**Exercise goal**
In the records, each line holding "target" must be reported.
Top of Records to process
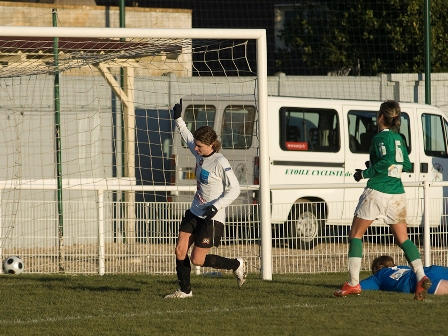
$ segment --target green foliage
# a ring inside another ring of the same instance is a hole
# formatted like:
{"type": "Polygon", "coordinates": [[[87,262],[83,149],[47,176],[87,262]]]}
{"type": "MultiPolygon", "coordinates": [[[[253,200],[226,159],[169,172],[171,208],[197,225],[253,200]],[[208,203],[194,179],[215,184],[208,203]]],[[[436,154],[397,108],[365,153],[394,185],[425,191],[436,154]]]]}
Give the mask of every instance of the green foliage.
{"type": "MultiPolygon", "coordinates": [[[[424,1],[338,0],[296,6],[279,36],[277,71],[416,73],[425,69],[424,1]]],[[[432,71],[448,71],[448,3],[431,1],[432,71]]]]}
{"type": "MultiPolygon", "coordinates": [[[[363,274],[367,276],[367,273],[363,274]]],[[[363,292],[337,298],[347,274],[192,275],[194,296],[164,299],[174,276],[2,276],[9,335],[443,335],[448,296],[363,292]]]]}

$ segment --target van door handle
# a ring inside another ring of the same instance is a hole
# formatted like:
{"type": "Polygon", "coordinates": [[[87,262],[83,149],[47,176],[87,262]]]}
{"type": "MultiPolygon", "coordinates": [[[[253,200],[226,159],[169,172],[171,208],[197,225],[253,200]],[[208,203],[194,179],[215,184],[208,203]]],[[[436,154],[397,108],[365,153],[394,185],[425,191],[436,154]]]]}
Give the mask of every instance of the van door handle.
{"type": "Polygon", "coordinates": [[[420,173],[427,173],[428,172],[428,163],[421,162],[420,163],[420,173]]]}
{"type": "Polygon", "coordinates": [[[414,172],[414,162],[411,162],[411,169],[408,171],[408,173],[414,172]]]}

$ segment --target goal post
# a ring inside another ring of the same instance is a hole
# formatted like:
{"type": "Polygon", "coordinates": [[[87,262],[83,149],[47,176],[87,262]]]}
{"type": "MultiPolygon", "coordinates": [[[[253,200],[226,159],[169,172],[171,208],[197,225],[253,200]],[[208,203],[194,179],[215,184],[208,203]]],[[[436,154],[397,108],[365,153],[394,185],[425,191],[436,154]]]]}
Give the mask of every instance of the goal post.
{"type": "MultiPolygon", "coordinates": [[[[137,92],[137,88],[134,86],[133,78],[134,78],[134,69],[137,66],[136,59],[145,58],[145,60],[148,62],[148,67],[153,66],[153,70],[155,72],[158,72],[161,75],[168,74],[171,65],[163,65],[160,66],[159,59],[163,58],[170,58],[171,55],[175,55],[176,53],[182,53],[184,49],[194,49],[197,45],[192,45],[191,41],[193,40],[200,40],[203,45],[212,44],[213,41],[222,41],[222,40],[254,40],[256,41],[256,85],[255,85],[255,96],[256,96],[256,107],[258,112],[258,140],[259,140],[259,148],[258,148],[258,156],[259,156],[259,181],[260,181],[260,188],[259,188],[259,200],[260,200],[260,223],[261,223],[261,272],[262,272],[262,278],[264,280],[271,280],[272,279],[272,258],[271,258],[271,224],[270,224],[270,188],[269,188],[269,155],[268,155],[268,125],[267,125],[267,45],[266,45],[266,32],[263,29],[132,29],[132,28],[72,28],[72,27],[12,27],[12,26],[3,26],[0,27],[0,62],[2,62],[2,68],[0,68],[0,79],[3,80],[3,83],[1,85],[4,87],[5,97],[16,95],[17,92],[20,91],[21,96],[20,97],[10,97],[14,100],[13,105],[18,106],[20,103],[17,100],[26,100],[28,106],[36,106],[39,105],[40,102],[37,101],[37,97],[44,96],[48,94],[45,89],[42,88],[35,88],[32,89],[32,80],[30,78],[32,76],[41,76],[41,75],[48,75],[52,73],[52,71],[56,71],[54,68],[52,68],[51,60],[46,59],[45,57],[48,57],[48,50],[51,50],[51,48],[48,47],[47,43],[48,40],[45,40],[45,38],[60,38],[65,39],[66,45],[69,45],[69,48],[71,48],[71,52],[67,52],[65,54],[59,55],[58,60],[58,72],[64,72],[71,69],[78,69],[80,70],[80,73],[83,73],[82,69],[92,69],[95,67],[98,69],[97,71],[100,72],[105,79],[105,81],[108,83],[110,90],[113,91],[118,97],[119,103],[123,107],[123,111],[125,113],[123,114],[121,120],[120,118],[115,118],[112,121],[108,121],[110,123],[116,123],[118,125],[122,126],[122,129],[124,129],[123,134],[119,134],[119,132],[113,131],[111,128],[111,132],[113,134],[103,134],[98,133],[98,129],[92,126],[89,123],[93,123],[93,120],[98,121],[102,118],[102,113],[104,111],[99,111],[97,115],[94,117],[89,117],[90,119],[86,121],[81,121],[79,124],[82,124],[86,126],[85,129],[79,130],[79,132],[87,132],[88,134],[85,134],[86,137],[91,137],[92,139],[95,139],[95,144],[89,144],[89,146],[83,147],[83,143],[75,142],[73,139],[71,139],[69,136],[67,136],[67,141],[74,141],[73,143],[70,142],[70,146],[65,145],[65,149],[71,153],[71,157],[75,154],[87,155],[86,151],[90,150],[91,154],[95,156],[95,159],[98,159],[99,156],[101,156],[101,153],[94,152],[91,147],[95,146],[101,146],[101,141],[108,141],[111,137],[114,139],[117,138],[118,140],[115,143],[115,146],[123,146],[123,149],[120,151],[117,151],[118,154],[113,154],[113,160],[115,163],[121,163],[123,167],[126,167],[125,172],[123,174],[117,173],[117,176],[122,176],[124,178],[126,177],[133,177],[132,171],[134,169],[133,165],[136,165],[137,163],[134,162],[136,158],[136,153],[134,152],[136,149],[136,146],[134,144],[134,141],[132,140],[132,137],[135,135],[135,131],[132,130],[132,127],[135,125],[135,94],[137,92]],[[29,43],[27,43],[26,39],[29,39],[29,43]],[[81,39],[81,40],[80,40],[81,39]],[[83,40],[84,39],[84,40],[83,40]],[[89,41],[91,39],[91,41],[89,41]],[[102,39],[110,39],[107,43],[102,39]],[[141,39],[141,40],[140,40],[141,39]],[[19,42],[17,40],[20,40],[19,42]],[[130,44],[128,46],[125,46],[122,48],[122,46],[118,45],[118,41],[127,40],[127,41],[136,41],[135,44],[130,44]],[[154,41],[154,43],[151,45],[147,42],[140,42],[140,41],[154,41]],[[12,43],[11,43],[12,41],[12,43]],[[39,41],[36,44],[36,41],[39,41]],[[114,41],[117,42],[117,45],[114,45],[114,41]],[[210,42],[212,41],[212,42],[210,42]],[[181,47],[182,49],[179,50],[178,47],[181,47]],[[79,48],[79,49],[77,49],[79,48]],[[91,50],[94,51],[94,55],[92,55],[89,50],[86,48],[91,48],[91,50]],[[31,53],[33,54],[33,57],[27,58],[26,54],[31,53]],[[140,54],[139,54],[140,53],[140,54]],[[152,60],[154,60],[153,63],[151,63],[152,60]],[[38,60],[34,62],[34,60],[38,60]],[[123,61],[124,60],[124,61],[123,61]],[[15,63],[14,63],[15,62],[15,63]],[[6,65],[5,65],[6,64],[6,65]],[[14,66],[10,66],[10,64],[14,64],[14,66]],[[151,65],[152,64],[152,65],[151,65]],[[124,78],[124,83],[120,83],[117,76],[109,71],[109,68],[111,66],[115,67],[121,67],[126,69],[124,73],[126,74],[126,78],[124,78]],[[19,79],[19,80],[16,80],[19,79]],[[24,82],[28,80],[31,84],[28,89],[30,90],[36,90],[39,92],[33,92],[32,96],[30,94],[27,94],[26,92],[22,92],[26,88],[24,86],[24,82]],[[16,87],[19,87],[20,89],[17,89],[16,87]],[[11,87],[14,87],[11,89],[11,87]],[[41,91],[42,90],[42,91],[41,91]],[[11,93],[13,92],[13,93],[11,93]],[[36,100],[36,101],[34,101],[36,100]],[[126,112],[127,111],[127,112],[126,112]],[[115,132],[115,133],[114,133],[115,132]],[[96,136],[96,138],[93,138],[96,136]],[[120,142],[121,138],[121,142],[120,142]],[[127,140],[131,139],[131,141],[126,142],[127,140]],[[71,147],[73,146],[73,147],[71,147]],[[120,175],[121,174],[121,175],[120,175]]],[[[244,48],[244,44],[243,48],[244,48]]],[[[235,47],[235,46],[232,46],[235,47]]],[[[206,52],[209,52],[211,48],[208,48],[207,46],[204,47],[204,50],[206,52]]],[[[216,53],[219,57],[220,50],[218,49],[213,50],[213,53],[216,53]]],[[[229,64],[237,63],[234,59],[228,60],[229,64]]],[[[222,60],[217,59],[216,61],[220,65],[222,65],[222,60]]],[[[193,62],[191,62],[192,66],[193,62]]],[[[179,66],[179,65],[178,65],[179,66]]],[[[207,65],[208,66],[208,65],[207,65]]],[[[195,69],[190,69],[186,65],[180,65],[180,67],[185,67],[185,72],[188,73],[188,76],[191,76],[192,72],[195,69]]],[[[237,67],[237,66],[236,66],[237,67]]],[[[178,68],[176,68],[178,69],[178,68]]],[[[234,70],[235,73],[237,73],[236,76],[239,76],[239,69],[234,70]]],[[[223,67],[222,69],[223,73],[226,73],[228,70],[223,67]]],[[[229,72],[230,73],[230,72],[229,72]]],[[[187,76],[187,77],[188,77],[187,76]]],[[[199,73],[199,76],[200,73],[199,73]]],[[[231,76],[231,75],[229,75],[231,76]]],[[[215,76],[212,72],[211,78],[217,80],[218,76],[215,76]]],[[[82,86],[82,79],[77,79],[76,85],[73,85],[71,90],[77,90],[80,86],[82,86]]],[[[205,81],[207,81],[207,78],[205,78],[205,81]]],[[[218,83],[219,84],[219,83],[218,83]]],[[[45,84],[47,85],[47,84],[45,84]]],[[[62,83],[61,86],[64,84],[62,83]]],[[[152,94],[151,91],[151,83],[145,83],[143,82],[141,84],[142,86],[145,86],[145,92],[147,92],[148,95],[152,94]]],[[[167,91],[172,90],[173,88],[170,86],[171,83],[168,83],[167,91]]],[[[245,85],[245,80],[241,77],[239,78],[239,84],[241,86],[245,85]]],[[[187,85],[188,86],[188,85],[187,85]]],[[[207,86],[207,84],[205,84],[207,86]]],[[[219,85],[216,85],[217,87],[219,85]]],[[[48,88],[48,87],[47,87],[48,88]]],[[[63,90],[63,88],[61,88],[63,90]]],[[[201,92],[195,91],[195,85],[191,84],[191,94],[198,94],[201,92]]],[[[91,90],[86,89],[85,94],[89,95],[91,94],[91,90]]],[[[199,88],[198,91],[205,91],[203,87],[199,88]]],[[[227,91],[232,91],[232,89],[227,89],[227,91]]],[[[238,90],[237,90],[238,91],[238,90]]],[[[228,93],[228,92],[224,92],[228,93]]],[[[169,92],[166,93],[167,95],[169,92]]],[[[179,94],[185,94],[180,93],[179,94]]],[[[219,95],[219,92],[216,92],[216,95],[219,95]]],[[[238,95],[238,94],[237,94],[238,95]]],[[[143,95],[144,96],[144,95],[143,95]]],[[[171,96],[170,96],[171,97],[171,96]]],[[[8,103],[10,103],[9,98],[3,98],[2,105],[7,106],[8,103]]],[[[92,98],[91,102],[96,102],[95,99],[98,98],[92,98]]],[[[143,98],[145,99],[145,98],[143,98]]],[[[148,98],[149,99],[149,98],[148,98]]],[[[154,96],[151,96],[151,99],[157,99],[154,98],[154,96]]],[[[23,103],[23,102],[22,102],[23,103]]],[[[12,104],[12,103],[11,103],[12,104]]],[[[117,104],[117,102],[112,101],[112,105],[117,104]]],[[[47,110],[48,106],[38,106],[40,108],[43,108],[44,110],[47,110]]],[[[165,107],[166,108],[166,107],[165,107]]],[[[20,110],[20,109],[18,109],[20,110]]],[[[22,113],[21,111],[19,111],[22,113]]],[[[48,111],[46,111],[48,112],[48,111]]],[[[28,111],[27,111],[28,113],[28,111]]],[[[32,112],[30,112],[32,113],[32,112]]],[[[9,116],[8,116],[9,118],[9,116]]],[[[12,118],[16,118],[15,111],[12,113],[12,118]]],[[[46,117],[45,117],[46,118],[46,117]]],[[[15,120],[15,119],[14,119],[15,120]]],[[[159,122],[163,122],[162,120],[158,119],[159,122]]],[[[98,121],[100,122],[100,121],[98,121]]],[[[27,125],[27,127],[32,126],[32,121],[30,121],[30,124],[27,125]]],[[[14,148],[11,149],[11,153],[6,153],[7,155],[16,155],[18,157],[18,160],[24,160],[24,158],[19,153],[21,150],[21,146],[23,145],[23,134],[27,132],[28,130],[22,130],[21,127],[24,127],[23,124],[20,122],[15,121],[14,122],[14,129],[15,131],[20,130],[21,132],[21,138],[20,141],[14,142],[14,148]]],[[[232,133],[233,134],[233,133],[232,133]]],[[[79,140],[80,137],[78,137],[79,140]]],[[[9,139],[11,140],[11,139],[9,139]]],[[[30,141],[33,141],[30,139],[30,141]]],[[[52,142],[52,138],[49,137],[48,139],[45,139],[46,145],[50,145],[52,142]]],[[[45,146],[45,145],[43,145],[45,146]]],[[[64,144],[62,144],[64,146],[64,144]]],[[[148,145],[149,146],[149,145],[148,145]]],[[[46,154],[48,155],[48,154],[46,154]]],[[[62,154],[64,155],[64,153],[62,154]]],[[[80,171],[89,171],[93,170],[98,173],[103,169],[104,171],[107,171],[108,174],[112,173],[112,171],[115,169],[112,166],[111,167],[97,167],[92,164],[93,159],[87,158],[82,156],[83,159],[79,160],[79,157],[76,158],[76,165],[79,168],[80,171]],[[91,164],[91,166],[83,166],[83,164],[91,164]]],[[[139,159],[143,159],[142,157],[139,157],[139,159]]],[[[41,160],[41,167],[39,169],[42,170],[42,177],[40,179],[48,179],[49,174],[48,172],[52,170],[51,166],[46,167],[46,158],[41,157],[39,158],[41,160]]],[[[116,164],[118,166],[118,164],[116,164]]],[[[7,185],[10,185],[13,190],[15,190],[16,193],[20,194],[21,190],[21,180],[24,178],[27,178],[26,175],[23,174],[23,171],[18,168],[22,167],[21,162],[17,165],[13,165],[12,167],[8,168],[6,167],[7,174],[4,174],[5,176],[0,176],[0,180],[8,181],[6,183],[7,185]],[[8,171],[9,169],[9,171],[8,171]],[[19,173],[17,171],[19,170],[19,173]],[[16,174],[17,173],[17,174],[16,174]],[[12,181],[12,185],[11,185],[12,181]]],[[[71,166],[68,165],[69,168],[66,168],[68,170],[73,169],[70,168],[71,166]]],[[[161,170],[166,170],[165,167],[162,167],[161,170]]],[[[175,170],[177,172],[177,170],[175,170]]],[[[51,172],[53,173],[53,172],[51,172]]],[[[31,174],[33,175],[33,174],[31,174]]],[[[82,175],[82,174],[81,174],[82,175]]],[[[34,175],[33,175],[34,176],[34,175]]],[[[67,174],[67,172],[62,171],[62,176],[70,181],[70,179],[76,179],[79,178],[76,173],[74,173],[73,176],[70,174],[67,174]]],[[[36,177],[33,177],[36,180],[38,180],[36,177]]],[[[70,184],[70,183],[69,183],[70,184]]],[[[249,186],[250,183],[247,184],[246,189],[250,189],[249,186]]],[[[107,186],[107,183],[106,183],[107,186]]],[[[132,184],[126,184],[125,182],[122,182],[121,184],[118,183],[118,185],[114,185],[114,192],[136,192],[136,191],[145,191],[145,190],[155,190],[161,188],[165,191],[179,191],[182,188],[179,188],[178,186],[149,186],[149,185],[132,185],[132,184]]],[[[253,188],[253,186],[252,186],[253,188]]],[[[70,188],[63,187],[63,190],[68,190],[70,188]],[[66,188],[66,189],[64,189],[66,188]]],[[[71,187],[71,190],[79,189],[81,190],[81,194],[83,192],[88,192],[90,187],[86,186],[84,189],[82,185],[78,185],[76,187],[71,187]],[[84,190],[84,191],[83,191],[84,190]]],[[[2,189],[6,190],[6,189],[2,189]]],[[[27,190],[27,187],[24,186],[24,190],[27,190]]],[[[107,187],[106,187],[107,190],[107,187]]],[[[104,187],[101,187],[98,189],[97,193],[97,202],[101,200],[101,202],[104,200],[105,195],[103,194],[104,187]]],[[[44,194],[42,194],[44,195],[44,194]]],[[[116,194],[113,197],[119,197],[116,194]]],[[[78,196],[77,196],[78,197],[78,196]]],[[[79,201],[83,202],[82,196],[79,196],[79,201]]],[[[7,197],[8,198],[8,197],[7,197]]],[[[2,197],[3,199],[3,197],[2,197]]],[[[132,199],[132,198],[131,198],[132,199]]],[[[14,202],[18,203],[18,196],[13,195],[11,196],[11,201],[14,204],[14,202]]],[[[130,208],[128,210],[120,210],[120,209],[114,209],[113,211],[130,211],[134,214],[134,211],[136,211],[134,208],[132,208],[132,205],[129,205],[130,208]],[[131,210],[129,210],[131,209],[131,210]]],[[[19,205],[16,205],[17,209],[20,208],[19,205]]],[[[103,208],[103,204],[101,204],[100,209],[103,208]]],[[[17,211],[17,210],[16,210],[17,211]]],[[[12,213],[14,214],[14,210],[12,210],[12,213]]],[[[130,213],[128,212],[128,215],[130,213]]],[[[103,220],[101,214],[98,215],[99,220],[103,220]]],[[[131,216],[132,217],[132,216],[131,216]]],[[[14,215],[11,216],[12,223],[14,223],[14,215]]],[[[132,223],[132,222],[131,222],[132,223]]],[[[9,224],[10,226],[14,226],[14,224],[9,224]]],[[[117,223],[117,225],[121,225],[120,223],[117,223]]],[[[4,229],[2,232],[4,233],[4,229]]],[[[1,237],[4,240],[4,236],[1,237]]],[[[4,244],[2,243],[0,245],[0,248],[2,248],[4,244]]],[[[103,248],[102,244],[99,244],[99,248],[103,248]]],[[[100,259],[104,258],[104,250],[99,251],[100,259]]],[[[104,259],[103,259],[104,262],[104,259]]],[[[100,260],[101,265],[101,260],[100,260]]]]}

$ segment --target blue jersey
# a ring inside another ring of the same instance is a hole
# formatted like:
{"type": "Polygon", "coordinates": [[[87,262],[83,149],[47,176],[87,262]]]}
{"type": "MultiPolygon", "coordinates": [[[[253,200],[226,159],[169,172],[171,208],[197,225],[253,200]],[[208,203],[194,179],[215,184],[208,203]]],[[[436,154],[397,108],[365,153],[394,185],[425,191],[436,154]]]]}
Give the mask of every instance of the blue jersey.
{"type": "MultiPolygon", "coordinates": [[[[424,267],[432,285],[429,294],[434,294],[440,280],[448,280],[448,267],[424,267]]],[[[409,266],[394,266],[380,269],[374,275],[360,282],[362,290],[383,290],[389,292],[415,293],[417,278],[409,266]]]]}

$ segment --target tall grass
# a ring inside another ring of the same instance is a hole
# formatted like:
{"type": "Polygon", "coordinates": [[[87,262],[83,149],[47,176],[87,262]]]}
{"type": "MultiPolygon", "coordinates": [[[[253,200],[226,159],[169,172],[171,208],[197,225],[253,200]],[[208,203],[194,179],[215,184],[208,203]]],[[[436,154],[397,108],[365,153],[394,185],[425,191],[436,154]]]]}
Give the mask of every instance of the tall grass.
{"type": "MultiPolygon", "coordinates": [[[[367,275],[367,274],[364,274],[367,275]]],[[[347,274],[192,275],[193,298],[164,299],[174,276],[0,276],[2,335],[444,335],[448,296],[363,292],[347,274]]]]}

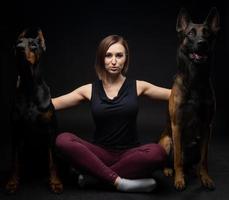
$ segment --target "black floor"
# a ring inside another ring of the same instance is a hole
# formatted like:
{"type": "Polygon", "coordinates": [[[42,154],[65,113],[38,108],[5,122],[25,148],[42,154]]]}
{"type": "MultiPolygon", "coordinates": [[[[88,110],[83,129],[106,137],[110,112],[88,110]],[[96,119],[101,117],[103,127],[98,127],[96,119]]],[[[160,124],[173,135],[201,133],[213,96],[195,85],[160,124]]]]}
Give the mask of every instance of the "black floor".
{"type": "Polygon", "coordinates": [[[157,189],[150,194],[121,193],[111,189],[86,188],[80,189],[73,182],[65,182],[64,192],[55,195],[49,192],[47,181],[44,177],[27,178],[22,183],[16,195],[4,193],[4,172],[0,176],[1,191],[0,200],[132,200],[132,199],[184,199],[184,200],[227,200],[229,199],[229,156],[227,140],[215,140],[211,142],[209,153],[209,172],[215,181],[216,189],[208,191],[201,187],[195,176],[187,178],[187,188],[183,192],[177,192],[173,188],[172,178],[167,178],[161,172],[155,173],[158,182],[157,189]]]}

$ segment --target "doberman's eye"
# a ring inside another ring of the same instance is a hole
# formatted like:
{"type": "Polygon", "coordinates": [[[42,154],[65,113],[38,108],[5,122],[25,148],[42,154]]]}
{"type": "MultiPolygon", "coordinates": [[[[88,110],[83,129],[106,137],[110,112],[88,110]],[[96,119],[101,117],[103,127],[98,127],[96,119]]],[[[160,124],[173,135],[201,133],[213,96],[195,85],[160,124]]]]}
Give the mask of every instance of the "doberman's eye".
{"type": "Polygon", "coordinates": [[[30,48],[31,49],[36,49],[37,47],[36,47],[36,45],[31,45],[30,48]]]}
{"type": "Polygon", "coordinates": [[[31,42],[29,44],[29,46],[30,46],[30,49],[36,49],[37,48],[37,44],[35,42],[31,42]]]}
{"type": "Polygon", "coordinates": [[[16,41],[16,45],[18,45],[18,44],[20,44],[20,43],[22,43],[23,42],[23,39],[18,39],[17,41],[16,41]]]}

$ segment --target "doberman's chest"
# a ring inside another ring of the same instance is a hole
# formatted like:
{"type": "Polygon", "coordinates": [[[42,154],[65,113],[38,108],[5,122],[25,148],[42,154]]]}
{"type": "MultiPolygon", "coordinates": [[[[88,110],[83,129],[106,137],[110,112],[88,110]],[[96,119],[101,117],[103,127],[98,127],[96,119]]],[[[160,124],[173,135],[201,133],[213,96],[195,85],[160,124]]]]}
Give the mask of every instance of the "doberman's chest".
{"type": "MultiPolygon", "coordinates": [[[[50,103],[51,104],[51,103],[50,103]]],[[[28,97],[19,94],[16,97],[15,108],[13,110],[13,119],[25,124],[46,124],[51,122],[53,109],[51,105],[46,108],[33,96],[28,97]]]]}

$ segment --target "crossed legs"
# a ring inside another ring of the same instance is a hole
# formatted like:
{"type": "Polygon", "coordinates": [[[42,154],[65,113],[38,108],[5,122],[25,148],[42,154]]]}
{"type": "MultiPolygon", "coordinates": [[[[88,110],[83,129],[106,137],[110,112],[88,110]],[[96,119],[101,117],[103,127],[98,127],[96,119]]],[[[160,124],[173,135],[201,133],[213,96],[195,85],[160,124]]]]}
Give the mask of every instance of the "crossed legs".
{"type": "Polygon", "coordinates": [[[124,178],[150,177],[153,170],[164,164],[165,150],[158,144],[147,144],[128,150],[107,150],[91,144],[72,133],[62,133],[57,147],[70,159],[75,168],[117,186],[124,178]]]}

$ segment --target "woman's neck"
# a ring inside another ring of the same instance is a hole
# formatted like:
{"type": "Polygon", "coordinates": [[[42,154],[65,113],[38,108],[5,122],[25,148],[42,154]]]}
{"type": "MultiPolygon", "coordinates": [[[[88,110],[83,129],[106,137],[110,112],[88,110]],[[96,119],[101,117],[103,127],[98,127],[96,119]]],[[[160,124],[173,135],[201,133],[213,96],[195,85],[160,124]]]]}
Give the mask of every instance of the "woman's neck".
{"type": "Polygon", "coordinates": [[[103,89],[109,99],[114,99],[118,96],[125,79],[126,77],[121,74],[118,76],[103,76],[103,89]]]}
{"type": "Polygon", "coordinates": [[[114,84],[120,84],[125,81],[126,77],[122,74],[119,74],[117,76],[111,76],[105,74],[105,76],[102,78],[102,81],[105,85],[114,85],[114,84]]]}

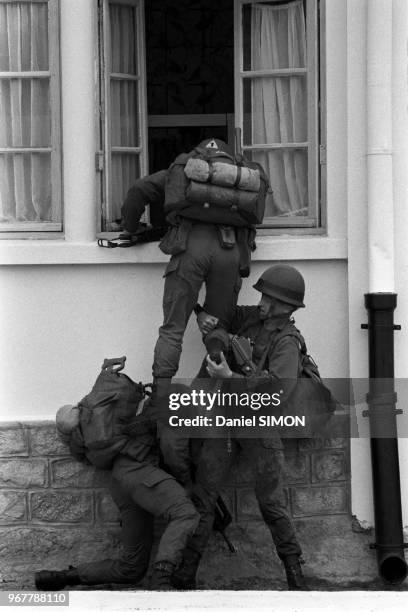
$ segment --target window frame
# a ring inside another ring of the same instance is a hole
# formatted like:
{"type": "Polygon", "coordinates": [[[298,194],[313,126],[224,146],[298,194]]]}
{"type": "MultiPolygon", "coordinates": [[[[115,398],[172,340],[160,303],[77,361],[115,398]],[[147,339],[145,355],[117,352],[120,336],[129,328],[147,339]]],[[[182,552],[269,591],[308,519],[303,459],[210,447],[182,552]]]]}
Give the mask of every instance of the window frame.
Bottom of Records to process
**Response below**
$ segment --target green foliage
$ segment --target van door handle
$ segment --target goal post
$ segment --target blue jersey
$ segment --target tall grass
$ segment --target "black floor"
$ segment --target "doberman's eye"
$ segment --target "doberman's chest"
$ segment --target "crossed legs"
$ segment --target "woman's neck"
$ segment --target window frame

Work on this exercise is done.